[Excerpt provided]
# 1959 Cadillac Gasser



## Whitewarrior0000 (Sep 8, 2013)

Hey everyone, I've spent a lot of time working on a 1959 Cadillac Meteor body(formerly an ECTO 1A Ghostbusters). I'm wanting to turn it into a Gasser but having a hard time finding a Gasser frame that is even close to something I can work with. Anyone have any ideas? Any help will be greatly appreciated.........Terry


----------



## Stangfreak (Jun 7, 2007)

*I have a 1940 Ford Ford Woodie frame and pan I can sell ya that might work perfect. If you're interested for sure, I can try to dig out some of the suspention parts for ya... Let me know !*


----------



## Whitewarrior0000 (Sep 8, 2013)

Sounds good! Let me know what you need for it. I really appreciate the help! Haven't been back into building long and my parts boxes are low!


----------



## russ9320 (Jul 31, 2013)

I know this isn't really what you asked for but I really like what you did with the body. I was just wondering how you achieved that?


----------



## Whitewarrior0000 (Sep 8, 2013)

Hey Russ! I just sanded off alot of the detail, filled in the door panel lines (sides and back) then sheet plastic on the inside of the MANY windows. I use the tubes of premixed Bondo as putty (really inexpensive), it's a little heavy but works great and sands easily. I used it to fill in all the gaps and over the sheet plastic. I'm not great at it so I have quite a bit of time in it and still have work to go on the body. Ask any other questions you may have - happy to answer them.............Terry


----------



## Whitewarrior0000 (Sep 8, 2013)

*Primed*

A couple pics of it primed. It brings out all the imperfections! The "shadows" are just the orange showing thru.......Terry


----------



## Whitewarrior0000 (Sep 8, 2013)

*Another...*

Another pic...


----------



## russ9320 (Jul 31, 2013)

Should have been a little more specific. I was really wondering how you got it to look like you had the original paint on it and it's faded and rusted. Mostly when I do models I look at how the instructions say to do it then I try to make it look like it was a rebuild not a factory original. That is really all I do but I am wanting to make a car that looks like it was just found being that old. So the main question I am wondering is how did you achieve that paint job?


----------



## Whitewarrior0000 (Sep 8, 2013)

Hey Russ - sorry... There are a lot of different ways to do it but I just spray the body with different colors of primer then the base color the car/etc is going to be. Then you can gently sand to get down to the first color of primer in different areas or sand a little harder to reach the next coat of primer. The different colors then show thru. Maybe others with chime in with their ideas!


----------



## Whitewarrior0000 (Sep 8, 2013)

*Pic of "old rusty" truck body's*

Here's a pic of a couple 55' truck bodies I'm working on!


----------



## russ9320 (Jul 31, 2013)

[Entries shown]

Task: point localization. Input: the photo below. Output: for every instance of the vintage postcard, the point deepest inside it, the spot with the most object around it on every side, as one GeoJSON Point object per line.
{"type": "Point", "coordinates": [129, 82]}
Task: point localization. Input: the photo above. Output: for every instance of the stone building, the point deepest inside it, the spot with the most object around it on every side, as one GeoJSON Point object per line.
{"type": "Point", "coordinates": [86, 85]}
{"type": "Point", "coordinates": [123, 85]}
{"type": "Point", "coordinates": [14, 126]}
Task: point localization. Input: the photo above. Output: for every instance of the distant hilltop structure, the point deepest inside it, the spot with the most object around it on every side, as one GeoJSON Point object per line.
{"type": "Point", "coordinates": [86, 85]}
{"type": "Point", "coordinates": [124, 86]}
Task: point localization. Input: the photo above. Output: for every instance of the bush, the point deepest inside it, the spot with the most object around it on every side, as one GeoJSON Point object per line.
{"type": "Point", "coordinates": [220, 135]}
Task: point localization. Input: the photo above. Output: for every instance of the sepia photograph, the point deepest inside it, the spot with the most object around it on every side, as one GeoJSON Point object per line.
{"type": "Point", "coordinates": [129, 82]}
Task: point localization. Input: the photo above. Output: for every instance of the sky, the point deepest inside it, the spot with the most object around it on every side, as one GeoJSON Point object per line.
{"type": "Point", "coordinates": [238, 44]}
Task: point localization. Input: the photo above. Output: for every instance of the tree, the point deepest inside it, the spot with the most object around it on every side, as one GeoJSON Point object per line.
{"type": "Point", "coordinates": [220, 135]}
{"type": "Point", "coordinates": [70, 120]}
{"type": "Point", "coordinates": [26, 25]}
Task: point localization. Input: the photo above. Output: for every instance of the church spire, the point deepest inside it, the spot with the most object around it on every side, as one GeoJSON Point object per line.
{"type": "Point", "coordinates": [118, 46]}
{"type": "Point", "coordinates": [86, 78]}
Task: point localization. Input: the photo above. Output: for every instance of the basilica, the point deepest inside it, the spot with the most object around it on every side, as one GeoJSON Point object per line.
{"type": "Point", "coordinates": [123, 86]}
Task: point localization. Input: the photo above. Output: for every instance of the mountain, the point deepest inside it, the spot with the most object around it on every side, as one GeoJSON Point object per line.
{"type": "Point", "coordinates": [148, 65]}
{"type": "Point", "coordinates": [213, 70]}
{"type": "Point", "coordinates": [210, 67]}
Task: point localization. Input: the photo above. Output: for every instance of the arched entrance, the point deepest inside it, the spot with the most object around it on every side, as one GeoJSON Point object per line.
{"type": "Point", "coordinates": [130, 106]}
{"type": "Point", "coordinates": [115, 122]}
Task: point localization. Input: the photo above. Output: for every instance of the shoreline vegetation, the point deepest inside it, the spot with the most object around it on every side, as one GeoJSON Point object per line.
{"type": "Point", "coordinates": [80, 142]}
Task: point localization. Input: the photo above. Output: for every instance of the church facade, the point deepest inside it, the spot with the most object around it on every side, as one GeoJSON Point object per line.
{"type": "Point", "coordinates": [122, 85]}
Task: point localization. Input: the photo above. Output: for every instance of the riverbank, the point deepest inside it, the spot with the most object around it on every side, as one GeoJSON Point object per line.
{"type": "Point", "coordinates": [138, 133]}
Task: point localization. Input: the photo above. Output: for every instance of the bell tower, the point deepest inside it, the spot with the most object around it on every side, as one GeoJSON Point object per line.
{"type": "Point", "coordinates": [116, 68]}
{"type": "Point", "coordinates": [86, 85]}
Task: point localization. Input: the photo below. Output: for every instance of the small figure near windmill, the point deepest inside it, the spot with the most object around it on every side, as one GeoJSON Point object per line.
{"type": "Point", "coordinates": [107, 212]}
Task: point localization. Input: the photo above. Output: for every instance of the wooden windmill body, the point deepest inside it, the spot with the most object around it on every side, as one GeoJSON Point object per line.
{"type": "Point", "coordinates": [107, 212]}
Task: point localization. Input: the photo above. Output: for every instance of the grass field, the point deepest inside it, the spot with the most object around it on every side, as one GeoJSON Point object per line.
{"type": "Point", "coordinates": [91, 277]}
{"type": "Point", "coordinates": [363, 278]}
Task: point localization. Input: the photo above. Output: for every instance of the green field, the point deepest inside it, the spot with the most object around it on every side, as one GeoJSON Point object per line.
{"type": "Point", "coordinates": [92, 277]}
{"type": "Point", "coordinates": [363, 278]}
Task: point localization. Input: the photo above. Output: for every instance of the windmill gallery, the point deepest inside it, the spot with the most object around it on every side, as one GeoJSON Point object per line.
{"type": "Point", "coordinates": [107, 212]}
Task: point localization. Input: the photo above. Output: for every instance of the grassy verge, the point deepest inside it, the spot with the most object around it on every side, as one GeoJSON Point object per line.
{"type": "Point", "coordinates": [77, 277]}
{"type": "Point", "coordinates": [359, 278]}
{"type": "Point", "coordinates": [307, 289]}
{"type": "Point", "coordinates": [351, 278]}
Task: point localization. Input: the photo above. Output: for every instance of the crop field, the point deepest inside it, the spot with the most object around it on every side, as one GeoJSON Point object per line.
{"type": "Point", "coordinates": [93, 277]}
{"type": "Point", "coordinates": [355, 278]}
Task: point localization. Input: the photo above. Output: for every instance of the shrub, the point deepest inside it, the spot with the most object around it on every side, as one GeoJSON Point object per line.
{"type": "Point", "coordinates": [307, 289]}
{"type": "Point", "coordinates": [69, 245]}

--

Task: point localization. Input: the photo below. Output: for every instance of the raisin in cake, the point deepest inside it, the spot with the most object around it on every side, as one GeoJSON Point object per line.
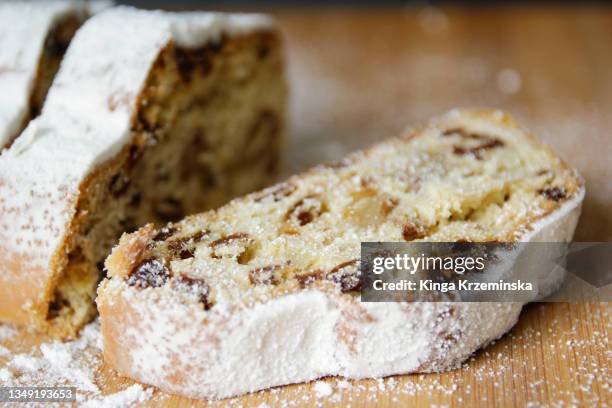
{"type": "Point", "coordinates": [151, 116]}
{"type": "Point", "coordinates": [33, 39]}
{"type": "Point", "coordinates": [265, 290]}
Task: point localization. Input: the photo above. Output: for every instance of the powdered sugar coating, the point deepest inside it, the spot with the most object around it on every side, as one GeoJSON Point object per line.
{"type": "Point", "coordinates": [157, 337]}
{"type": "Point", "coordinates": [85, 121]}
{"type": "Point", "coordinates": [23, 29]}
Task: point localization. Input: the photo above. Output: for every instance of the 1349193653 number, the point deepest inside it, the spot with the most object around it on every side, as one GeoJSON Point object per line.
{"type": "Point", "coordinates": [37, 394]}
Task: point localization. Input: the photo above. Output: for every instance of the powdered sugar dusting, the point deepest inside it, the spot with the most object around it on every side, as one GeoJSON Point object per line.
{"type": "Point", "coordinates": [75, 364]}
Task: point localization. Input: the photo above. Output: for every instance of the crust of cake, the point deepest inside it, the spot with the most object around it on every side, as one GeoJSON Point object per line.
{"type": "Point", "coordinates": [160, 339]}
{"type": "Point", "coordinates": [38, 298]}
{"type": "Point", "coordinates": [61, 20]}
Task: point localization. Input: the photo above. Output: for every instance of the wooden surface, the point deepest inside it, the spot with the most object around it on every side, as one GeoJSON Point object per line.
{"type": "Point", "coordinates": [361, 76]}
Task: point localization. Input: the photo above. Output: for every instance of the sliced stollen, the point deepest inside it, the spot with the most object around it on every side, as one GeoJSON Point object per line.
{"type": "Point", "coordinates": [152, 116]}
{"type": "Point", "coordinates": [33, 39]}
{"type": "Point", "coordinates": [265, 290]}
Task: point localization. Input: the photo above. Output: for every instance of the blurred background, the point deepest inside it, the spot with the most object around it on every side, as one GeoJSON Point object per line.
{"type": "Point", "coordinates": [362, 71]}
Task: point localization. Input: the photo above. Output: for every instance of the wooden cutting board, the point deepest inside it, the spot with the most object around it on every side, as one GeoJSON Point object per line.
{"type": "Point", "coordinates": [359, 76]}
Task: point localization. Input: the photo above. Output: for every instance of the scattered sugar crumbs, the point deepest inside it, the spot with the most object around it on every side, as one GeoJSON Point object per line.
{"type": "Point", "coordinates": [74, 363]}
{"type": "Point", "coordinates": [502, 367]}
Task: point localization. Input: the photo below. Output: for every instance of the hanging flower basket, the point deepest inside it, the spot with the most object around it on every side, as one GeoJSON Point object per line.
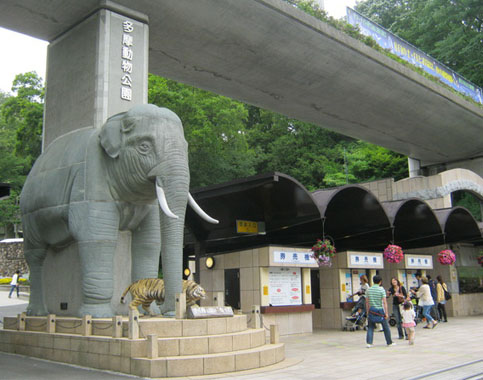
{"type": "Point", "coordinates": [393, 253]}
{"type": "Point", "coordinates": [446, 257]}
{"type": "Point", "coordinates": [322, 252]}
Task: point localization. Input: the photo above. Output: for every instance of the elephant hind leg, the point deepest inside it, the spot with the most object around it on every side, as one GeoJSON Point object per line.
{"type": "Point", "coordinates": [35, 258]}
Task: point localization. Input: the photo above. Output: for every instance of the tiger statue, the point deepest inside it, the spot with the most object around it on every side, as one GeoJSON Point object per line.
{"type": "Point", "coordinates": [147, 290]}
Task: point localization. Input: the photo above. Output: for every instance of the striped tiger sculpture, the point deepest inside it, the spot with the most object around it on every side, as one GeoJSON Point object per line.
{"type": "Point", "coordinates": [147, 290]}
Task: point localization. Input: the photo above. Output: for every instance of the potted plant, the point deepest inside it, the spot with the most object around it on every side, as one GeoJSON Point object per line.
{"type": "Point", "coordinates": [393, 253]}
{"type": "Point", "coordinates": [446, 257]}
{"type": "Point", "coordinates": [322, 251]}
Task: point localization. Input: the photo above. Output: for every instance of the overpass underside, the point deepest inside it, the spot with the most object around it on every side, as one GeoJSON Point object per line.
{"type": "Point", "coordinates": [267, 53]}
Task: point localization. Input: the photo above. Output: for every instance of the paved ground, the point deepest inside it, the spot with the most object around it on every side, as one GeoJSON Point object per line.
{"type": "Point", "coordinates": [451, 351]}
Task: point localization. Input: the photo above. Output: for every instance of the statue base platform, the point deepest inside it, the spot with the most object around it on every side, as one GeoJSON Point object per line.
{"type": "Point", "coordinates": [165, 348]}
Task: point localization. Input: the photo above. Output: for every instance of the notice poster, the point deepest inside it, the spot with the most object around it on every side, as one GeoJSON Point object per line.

* * *

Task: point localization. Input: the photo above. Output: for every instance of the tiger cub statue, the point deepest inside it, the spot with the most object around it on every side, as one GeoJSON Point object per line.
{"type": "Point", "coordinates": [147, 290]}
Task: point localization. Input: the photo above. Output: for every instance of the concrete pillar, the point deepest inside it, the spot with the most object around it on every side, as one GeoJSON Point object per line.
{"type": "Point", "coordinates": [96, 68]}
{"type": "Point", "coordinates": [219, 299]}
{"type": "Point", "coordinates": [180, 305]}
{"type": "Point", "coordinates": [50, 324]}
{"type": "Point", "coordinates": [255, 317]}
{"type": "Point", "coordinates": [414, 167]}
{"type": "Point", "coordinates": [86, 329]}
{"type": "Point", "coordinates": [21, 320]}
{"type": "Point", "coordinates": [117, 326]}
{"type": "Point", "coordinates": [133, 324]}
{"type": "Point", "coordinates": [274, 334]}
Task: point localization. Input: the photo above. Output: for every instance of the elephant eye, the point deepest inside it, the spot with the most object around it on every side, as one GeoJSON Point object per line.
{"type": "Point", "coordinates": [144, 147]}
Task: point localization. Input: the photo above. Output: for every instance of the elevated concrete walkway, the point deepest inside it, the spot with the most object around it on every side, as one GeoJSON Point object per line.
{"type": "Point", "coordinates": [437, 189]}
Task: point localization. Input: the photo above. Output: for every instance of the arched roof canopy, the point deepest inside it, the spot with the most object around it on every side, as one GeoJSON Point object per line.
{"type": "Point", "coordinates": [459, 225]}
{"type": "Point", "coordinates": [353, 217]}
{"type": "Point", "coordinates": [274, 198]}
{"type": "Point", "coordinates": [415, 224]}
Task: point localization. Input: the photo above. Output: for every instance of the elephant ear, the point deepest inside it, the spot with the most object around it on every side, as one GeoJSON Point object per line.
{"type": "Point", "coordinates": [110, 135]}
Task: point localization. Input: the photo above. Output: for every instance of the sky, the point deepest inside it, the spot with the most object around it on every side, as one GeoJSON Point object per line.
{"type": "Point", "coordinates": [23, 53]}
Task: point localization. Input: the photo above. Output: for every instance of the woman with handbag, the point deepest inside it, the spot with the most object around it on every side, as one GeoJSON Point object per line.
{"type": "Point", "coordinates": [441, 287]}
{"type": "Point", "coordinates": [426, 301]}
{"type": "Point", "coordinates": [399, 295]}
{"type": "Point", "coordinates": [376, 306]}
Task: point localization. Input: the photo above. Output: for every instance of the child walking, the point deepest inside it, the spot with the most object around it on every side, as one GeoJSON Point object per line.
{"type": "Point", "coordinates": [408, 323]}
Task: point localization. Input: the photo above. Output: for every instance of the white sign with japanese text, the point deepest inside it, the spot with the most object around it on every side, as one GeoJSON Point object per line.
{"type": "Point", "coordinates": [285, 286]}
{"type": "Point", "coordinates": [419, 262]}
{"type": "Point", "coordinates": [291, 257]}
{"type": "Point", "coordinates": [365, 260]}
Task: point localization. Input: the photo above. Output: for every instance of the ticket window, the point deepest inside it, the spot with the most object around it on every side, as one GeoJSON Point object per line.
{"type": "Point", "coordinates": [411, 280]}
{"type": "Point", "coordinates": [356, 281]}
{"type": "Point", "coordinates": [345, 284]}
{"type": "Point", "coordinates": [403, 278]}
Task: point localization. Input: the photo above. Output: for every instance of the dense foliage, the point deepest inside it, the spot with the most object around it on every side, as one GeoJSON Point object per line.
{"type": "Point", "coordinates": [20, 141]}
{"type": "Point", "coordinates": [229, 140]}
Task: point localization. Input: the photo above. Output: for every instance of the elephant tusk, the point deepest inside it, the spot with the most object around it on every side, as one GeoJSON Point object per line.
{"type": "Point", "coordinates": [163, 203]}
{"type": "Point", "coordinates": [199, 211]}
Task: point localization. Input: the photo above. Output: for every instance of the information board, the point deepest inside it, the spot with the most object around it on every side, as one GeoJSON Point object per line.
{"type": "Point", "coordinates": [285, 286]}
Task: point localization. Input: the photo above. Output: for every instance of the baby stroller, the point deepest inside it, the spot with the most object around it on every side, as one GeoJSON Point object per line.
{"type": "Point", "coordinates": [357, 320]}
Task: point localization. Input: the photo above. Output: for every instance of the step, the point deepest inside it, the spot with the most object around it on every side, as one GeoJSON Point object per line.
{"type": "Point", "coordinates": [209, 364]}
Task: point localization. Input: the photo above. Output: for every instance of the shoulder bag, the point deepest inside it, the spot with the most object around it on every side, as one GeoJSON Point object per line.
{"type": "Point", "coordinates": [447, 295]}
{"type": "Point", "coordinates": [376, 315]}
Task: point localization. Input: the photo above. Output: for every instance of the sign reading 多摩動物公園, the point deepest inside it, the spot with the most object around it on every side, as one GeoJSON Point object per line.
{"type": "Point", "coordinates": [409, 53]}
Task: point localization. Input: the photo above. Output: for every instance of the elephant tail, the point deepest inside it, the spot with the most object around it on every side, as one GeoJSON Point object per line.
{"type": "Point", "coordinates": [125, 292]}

[Tasks]
1) In the Cadillac gasser thread, turn the paragraph that begins "Hey Russ - sorry..." into a short list that keeps its main facts.
2) Tally the lines in the entries that contain the string "statue", and reply with the number alone.

[Task-by-task outputs]
1)
- There are many ways to get the look.
- Spray the body with several colors of primer, then the car's base color.
- Sand gently to get down to the first primer color in some areas, or sand a little harder to reach the next coat.
- The different colors then show through.

2) 3